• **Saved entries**
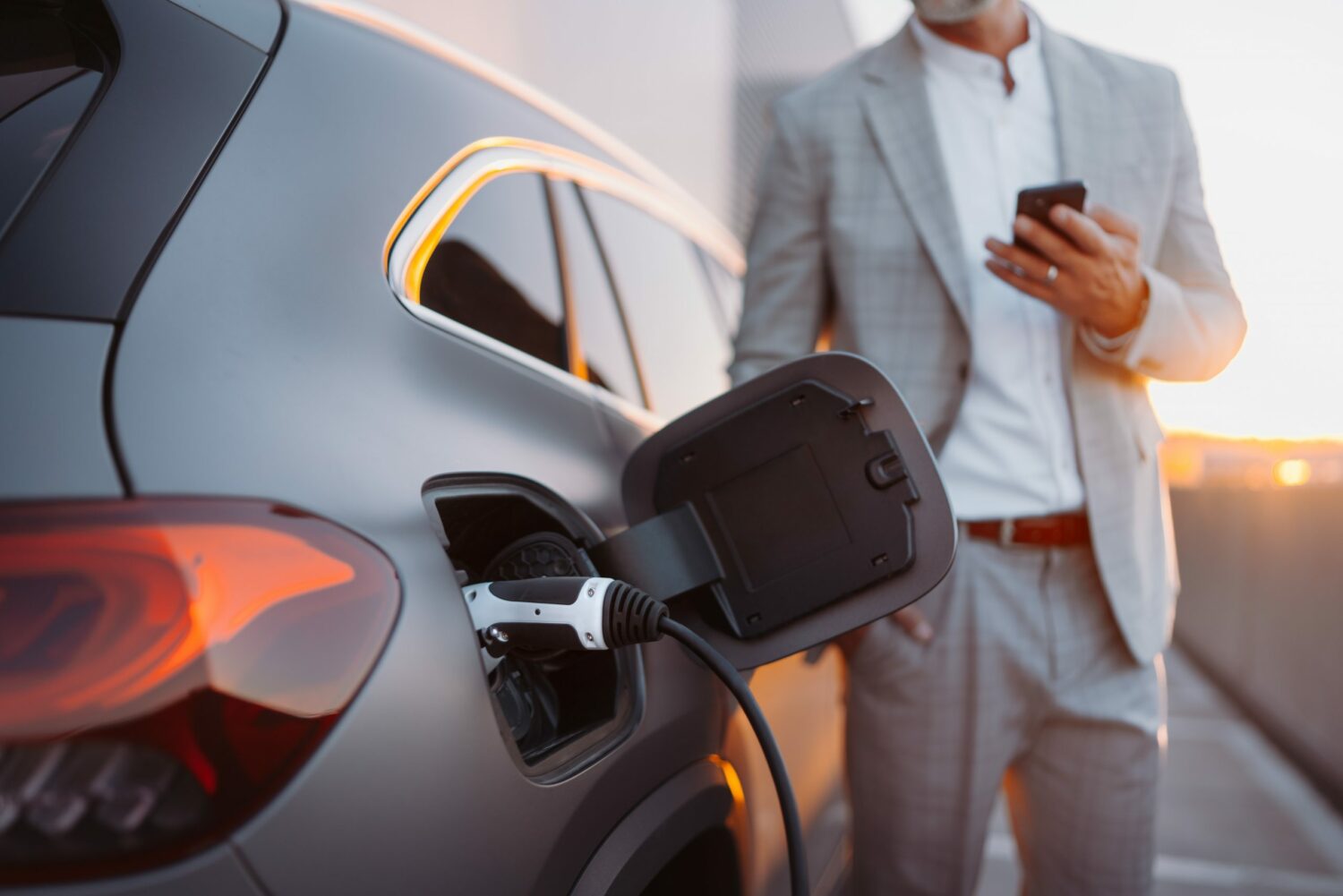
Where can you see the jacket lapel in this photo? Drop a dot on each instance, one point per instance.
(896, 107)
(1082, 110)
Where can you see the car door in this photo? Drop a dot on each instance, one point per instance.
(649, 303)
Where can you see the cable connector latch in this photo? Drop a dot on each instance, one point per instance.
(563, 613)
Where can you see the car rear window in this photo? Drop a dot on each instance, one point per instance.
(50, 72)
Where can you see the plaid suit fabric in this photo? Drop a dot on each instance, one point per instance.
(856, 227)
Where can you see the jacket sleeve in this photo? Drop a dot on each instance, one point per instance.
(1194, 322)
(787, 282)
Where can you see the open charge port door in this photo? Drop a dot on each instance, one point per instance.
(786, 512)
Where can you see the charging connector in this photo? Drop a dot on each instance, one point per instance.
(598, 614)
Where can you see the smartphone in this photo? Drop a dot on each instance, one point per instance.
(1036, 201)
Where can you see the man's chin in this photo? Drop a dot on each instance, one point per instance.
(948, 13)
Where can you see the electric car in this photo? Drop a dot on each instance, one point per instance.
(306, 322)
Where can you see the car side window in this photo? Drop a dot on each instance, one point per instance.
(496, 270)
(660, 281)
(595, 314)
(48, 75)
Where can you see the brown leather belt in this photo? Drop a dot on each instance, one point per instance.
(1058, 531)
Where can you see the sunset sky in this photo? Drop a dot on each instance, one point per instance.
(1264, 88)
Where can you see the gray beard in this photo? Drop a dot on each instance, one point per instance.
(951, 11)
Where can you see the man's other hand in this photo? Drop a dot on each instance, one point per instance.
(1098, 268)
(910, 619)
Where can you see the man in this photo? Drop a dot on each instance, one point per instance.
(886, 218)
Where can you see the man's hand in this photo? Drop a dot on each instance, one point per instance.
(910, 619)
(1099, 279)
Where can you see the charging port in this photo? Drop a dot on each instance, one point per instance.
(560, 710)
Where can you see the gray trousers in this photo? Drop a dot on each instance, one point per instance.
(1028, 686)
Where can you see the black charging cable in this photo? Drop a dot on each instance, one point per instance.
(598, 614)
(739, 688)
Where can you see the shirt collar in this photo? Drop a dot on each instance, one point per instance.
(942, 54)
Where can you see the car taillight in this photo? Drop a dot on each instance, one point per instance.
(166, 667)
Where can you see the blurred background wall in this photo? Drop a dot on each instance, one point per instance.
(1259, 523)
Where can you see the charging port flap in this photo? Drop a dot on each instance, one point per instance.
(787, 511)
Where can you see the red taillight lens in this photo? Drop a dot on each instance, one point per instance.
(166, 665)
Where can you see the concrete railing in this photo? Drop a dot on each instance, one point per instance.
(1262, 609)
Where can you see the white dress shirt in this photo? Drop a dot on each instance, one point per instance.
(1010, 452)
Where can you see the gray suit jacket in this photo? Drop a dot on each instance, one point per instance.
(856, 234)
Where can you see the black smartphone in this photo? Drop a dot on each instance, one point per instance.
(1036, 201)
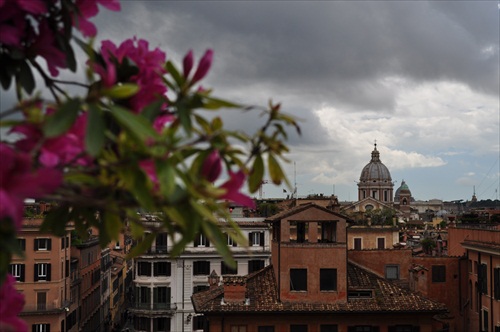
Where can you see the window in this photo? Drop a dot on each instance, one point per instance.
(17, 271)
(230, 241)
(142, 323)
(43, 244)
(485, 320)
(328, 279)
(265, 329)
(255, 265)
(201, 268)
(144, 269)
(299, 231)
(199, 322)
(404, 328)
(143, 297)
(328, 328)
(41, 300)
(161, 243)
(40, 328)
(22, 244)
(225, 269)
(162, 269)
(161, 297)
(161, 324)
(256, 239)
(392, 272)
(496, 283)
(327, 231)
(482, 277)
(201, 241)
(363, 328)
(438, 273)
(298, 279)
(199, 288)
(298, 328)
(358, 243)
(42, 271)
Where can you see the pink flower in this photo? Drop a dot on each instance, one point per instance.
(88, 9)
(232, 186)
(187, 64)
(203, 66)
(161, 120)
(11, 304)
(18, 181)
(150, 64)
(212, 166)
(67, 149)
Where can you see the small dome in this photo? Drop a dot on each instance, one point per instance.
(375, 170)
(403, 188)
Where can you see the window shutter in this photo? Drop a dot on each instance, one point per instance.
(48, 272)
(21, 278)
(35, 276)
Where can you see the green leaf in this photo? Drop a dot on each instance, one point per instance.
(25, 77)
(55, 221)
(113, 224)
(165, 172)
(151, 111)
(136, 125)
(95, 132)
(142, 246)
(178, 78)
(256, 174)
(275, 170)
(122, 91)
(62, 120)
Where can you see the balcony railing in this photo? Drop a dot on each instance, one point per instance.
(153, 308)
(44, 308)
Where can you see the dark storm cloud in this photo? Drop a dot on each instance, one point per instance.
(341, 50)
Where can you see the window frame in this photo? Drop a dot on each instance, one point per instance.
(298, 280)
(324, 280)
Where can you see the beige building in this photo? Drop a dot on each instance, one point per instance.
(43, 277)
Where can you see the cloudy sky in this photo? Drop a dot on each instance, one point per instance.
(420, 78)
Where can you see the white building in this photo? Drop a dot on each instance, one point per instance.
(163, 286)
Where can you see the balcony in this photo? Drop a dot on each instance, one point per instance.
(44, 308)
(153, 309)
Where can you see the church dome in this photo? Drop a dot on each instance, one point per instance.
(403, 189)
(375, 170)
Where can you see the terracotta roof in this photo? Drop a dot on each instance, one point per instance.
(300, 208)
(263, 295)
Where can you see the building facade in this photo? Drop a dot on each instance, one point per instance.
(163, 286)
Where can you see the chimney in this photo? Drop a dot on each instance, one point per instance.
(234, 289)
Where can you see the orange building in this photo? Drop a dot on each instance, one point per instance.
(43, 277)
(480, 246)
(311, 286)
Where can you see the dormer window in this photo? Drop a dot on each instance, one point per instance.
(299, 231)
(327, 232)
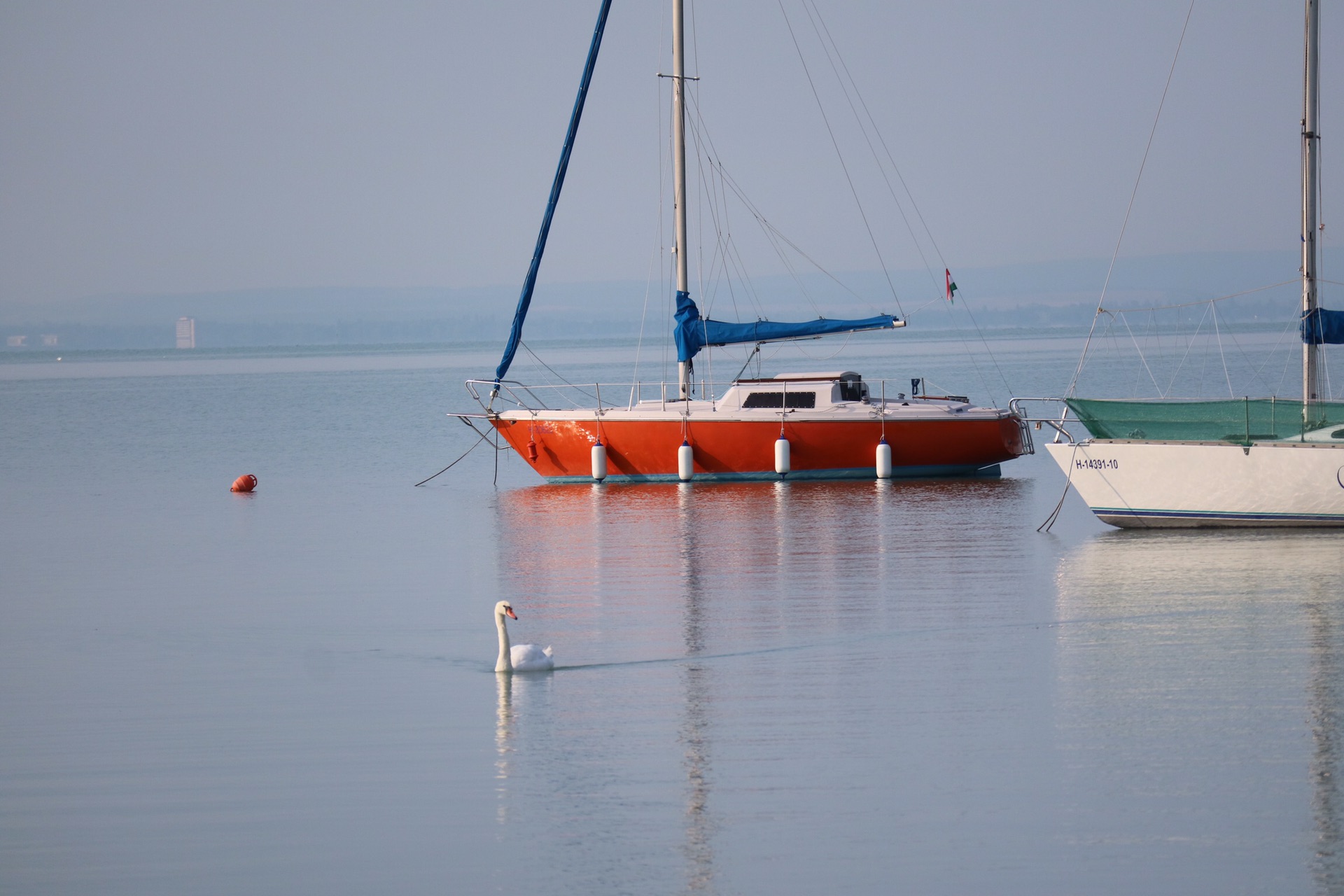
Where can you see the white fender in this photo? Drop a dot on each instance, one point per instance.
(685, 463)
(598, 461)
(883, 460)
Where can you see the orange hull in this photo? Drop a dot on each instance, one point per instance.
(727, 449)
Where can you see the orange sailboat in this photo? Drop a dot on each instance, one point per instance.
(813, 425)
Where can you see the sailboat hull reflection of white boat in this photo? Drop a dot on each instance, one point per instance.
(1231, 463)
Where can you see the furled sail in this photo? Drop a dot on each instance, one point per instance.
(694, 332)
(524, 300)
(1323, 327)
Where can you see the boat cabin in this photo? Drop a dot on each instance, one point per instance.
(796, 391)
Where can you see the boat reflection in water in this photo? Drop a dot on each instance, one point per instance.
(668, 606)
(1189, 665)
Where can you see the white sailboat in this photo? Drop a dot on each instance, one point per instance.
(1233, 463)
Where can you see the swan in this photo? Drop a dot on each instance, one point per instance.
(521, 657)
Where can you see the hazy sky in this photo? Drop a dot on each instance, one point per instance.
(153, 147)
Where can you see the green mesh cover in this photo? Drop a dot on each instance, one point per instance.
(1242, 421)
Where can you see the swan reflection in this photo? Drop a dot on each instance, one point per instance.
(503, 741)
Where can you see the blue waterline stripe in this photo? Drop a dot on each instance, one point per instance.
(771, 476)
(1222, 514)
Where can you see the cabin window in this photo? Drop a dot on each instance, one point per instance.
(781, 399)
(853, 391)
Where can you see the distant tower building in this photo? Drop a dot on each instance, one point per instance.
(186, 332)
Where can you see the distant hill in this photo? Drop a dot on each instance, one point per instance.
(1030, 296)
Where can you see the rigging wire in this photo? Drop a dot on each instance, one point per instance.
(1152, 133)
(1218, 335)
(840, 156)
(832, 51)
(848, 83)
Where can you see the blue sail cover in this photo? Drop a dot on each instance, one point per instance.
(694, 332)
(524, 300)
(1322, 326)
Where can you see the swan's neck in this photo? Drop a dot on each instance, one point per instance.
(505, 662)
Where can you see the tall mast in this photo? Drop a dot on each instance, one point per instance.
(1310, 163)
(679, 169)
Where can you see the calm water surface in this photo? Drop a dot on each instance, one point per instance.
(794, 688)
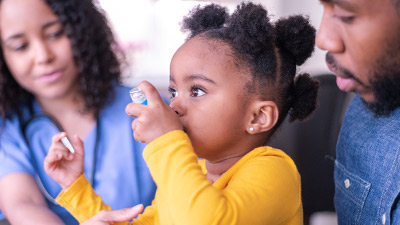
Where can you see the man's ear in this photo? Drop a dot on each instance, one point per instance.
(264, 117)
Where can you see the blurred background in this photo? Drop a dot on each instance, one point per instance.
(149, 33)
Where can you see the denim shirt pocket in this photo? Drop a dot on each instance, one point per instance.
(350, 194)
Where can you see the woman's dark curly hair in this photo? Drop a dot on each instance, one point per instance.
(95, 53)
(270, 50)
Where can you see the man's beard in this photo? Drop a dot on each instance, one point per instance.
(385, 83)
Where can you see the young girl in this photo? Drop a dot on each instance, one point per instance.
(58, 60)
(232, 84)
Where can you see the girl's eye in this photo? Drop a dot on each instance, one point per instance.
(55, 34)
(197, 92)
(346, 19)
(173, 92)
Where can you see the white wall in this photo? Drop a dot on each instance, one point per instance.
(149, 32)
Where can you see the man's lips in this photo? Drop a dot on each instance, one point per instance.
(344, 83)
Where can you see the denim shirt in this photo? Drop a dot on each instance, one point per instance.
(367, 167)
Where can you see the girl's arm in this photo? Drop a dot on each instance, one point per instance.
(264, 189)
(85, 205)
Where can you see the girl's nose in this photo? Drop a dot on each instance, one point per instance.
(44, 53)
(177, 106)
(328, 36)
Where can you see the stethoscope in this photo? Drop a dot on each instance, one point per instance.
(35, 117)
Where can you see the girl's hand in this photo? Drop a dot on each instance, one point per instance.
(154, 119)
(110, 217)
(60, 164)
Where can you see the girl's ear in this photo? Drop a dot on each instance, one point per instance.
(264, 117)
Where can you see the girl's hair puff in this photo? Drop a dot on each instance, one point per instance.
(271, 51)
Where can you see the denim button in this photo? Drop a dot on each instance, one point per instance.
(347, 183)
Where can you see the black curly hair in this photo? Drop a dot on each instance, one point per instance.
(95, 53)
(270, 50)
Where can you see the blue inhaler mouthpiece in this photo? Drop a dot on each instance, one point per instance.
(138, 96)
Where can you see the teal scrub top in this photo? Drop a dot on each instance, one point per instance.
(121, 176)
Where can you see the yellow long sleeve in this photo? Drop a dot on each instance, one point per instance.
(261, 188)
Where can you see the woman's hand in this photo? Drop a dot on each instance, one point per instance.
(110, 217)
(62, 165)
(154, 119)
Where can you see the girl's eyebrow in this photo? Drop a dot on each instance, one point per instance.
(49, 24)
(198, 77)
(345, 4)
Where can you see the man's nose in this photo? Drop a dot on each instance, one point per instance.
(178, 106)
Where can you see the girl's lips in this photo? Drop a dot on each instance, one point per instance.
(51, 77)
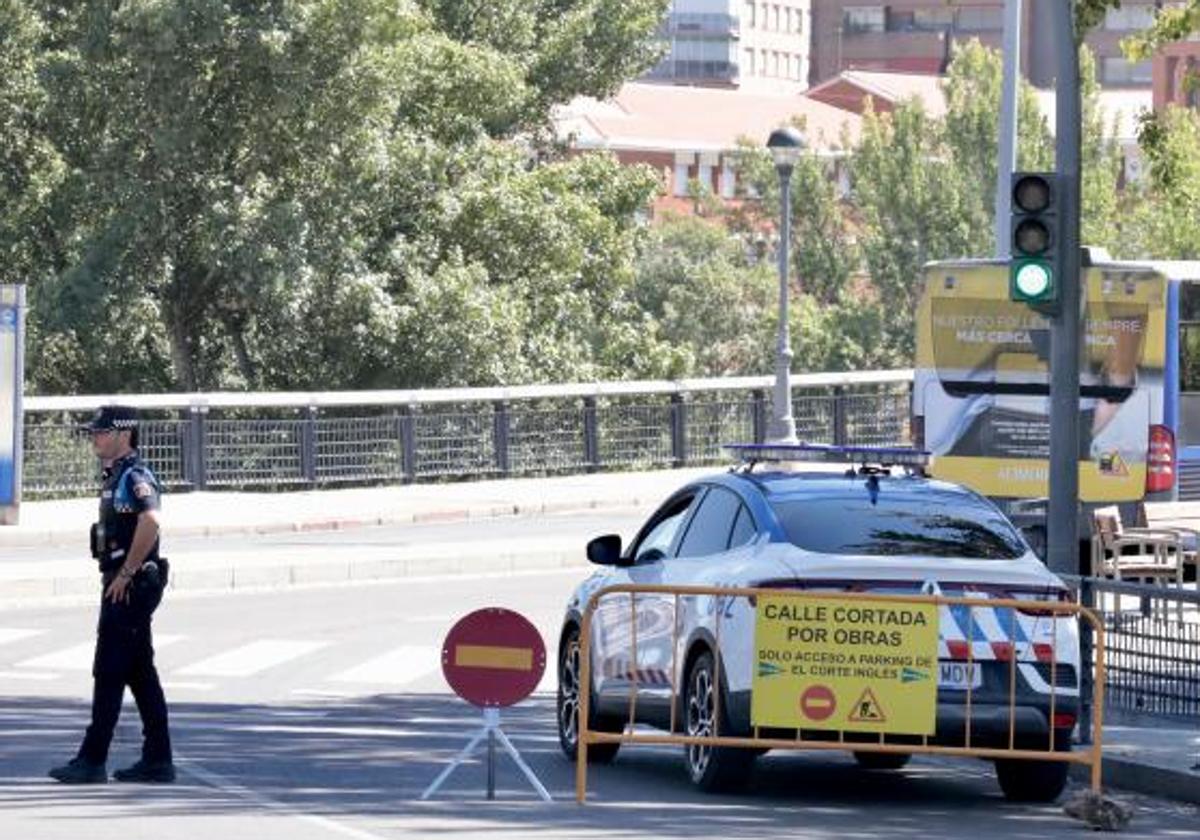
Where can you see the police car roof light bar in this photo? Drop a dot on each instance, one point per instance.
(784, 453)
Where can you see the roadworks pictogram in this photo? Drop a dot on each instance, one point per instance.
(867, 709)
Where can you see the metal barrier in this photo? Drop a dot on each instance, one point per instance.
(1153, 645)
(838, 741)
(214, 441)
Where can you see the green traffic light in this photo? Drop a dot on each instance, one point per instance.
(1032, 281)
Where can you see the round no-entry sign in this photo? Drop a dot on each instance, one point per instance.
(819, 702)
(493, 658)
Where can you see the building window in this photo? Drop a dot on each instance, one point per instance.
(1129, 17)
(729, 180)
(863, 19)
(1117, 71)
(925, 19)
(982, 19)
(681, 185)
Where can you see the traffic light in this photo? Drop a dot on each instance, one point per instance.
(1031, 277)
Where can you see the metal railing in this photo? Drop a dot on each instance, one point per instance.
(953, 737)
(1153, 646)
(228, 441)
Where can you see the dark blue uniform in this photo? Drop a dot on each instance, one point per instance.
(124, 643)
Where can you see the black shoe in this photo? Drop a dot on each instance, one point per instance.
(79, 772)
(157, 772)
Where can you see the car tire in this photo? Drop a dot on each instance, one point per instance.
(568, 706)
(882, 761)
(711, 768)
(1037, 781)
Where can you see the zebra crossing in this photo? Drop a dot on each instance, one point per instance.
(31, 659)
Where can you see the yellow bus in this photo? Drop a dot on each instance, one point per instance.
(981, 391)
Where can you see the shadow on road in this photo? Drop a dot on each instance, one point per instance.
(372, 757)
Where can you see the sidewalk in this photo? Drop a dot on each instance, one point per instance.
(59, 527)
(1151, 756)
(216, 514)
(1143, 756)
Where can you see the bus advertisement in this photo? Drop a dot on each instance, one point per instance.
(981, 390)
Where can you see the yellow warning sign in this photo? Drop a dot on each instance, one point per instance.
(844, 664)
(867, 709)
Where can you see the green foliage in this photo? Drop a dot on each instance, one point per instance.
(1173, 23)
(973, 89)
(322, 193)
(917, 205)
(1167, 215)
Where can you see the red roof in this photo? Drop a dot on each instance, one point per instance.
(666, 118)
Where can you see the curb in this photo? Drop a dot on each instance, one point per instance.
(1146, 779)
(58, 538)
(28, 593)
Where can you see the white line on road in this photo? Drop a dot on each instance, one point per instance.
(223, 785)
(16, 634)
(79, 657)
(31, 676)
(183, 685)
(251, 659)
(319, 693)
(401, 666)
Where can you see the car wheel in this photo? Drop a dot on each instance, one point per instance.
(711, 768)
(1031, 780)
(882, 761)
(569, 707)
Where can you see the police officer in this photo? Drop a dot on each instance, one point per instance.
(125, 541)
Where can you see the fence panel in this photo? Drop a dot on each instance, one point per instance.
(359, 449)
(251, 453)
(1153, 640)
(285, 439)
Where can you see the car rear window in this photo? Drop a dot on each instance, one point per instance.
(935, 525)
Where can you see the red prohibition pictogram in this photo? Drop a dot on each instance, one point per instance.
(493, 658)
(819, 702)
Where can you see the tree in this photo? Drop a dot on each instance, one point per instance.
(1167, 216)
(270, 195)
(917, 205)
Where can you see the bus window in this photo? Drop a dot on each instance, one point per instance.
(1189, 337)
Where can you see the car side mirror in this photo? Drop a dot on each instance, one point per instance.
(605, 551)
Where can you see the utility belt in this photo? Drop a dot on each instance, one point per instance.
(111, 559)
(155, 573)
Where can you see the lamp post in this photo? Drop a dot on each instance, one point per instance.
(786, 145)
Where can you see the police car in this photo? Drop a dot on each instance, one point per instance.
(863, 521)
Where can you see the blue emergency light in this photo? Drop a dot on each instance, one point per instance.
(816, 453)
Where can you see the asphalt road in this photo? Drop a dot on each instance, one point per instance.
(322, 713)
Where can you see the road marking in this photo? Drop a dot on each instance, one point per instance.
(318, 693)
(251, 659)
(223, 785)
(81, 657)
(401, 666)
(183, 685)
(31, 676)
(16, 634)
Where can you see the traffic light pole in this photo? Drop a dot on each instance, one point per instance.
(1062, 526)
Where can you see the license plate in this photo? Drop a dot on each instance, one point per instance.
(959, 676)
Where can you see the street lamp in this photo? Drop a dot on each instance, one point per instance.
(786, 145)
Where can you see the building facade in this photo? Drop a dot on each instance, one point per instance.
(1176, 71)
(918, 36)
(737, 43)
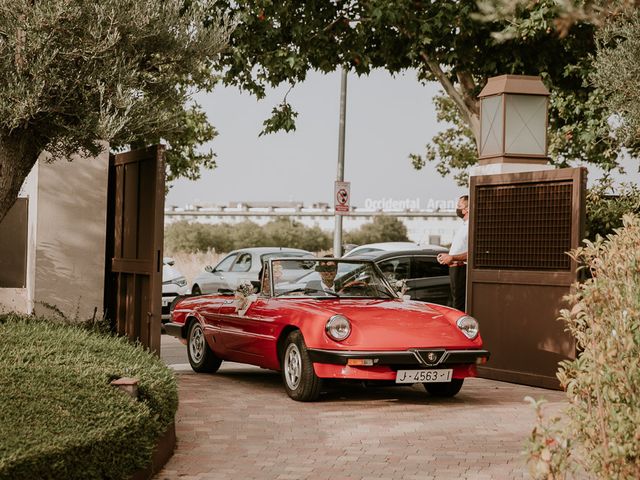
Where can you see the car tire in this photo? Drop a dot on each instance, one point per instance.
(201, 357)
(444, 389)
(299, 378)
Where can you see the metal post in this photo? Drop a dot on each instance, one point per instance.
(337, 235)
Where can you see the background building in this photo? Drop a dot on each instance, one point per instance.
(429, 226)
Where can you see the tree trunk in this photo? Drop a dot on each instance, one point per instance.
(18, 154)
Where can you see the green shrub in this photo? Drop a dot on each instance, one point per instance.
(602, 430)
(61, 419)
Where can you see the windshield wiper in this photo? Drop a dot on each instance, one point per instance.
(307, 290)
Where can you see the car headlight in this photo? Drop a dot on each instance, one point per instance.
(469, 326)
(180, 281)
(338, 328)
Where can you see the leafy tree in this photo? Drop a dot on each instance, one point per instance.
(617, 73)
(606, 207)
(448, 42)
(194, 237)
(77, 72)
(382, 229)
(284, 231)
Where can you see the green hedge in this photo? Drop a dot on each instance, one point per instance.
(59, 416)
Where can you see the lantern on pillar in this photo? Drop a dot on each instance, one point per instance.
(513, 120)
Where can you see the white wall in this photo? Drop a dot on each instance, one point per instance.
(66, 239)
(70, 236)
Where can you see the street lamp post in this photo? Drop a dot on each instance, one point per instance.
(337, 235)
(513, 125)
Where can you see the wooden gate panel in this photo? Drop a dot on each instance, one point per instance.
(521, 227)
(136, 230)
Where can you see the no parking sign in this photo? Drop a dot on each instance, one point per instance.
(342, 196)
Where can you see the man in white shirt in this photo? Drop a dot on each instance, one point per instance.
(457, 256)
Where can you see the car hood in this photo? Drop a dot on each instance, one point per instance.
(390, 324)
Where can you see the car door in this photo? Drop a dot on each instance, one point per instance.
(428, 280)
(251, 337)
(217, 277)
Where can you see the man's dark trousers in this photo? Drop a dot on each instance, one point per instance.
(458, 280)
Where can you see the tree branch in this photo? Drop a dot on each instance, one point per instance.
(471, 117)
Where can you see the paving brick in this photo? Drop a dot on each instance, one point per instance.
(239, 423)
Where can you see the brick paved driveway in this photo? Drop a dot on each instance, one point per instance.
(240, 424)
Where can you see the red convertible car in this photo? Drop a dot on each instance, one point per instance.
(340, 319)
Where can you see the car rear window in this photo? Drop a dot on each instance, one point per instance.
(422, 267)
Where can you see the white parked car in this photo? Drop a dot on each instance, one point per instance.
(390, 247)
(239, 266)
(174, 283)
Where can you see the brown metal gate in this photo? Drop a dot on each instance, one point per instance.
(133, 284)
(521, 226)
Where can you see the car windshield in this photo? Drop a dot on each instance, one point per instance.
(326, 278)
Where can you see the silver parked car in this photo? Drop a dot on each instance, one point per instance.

• **REQUIREMENT**
Would you retype the lines of the data above, from the one holding "Where can you see the paving" through its final line, exactly and without adding any other line?

• **RESPONSE AREA**
Where can you see the paving brick in this photo? Drop a dot on each instance, one point per instance.
(239, 423)
Where can you see the brick paved driveway in this photo? Drop a dot on each instance, one point per instance.
(240, 424)
Where can you see the red convertible car in this photo? Drop a dot on each instance, one point per instance.
(340, 319)
Where can you see the car rear window in this photo? Drop a dot on each instance, one point per instance.
(422, 267)
Where can you see the white parked car in this photo? Drop a dot on each instance, one point per instance.
(390, 247)
(239, 266)
(174, 283)
Where can you see the brown metal gate in this photo? Drop a dot on each instance, one point per instance.
(133, 284)
(521, 226)
Where can you see the car windshield in this photo? Drop a dot on each instance, one point per instance.
(326, 278)
Where can you see the silver parked car in this photo? Drop a dot on each instance, one point per instance.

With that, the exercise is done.